Open problem: ideal vector commitment

I do not understand how the pairing works. If both key and value are 28 bits, then key * p(value + 2^{28}) will be larger than 2^{32} so you can not apply the p-function on it again.

You’re right. I was sloppy with the bounds. That’s an error. You have to adjust it. Either you’re able to calculate p(k) for higher k or you have to reduce number of different values or keys. Nevertheless, the overall concept stays the same.

In the section “Distributed accumulator updates” the paper of Boneh et al. says about updating membership witnesses: “Using the RootFactor algorithm this time can be reduced to O(n log(n)) operations or amortized O(log(n)) operations per witness.”

Why are you using the p function twice? Wouldn’t pair=p(key+value*2^{28}) make more efficient use of the available primes?

How far can we stretch the p-function such that it still is practical? Because if we want to store hashes we need at least 120 bits.

Yes. Boneh et al. 's paper looks awesome.

I was also wondering why @vbuterin in Using polynomial commitments to replace state roots
picked polynomial commitments over vector commitment? Is there any trade-off?

BTW, I guess the “ideal” in the title means meeting the 5 properties you @vbuterin list, instead of using “ideal group/ring, etc.” (from Math perspectives)?

============================================================

• List of tasks
(A) In the vector commitment thread, replace "sloppy" with "careless" and write out the passage between "Open problem: ideal" and "stays the same.", inclusive.
(B) Extend the vector commitment thread beyond its final post.

============================================================

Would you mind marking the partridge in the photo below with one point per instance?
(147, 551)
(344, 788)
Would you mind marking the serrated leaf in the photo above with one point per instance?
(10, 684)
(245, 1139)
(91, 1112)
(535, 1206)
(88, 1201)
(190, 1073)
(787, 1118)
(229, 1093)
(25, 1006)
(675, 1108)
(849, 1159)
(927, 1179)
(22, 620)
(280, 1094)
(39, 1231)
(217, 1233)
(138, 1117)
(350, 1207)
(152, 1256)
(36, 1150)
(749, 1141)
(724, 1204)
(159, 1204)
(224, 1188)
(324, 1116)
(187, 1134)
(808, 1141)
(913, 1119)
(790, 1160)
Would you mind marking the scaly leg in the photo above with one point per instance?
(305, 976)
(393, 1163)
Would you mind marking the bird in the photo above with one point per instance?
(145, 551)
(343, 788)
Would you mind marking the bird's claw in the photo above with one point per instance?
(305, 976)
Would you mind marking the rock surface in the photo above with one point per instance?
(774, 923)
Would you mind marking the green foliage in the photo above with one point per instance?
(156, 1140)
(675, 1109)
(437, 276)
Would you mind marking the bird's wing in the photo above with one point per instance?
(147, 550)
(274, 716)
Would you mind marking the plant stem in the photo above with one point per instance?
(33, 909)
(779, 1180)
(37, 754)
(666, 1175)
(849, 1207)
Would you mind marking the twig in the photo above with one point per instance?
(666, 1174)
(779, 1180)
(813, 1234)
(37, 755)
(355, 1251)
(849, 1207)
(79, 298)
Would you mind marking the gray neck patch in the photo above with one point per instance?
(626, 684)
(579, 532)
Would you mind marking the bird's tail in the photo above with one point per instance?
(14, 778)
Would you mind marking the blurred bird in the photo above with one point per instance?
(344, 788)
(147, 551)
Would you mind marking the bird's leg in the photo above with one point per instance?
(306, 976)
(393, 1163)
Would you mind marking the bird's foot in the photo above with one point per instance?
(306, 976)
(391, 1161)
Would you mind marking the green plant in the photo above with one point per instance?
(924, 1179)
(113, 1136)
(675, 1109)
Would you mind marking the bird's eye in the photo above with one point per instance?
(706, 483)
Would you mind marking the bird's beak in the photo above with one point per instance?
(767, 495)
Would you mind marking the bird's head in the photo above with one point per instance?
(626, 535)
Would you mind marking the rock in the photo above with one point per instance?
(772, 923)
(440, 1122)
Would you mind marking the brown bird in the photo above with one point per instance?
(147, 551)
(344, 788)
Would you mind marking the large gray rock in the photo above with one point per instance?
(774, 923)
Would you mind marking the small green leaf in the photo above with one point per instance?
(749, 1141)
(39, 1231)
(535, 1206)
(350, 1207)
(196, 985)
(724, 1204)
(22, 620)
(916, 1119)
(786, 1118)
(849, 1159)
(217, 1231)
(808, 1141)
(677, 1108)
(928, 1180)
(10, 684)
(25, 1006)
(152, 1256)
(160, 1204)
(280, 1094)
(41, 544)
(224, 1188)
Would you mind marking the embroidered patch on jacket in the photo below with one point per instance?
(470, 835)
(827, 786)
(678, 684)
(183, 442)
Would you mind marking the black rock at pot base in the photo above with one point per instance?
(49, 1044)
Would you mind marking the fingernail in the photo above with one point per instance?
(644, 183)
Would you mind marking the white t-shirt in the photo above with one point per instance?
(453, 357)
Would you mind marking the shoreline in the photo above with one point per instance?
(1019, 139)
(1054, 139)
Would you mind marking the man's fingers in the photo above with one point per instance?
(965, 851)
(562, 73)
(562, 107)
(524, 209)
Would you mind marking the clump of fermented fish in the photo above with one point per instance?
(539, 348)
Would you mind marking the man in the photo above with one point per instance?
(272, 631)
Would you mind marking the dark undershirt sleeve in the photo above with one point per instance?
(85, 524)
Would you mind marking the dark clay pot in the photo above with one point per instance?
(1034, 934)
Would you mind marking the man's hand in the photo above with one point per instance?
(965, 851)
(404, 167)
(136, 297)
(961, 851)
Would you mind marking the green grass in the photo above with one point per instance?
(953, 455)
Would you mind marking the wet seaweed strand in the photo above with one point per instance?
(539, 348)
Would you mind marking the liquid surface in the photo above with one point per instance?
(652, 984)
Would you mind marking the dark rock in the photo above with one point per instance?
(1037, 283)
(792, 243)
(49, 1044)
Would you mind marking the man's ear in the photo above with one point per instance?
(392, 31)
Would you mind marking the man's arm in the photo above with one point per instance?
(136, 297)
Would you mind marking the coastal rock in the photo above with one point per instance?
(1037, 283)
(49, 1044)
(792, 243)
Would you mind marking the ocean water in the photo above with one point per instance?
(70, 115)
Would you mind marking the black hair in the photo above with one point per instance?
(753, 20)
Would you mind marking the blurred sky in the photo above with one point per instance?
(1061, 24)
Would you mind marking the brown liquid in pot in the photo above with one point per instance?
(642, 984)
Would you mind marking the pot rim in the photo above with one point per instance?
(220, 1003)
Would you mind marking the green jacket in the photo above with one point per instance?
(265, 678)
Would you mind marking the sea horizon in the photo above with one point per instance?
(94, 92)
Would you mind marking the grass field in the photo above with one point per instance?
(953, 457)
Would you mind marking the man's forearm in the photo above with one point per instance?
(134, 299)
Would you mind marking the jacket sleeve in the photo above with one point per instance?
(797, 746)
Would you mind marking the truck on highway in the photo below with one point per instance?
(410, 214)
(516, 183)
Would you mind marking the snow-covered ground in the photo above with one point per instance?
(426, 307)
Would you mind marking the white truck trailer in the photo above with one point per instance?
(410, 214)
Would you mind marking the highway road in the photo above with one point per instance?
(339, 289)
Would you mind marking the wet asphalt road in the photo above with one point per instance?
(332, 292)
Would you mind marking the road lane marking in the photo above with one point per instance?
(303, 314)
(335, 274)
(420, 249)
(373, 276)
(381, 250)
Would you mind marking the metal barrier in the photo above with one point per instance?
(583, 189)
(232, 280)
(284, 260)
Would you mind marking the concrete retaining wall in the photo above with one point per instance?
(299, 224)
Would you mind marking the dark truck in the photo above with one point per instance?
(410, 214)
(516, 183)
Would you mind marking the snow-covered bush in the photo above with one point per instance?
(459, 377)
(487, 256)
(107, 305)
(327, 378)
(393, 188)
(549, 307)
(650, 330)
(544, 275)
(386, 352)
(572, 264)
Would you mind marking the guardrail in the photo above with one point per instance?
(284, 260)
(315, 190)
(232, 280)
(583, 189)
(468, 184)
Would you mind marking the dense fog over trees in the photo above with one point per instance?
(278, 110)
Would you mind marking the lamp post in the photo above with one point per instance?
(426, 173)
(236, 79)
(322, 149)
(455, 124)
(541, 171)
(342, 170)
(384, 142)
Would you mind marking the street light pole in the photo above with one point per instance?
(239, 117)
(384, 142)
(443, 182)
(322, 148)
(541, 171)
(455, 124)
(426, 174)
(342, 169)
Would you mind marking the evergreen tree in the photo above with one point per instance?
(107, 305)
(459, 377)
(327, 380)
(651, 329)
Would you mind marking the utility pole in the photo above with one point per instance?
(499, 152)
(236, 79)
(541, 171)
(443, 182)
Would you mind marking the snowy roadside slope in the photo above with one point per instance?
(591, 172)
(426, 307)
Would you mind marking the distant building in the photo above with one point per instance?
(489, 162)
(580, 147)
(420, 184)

============================================================

• Task-by-task answers
(A)
Open problem: ideal vector commitment

I do not understand how the pairing works. If both key and value are 28 bits, then key * p(value + 2^{28}) will be larger than 2^{32} so you can not apply the p-function on it again.

You’re right. I was careless with the bounds. That’s an error. You have to adjust it. Either you’re able to calculate p(k) for higher k or you have to reduce number of different values or keys. Nevertheless, the overall concept stays the same.

(B)
Yes, ideal is meant as an adjective :slight_smile:

Indeed, what we’re looking for is vector commitments – it just happens that polynomial commitments, at this stage, seem to make some of the best vector commitments we know of.

The polynomial commitment primitive does have the additional advantage that it would naturally expand to data availability roots.

We recently proposed Hyperproofs to address this open problem by Vitalik.

Hyperproofs can be regarded as an algebraic generalization of Merkle trees that use a hash function based on commitments to multivariate polynomials (see [PST13e]).


  1. Aggregating Hyperproofs is 10 to 100 times faster than SNARK-friendly Merkle trees via Poseidon or Pedersen hashes
  2. Individual Hyperproofs are as large as Merkle proofs
  3. Updating a tree of Hyperproofs is competitive with updating a Poseidon-hashed Merkle tree: 2.6 millisecs / update.
  4. Hyperproofs are homomorphic.

Room for improvement / future work:

  1. Aggregated Hyperproofs are a bit large: 52 KiB
  2. Verifying an aggregated proof is rather slow: 18 seconds
  3. Verifying an individual Hyperproof is slower than a Merkle proof: 11 millisecs
  4. Trusted setup with linear-sized public parameters

Key ideas:

  • Represent a vector \textbf{a} = [a_0,\dots, a_{n-1}], where n=2^\ell, as a multilinear-extension polynomial f(x_\ell, \dots, x_1) such that for all positions i with binary expansion i_\ell, i_{\ell-1},\dots, i_1 we have f(i_\ell, \dots, i_1) = a_i.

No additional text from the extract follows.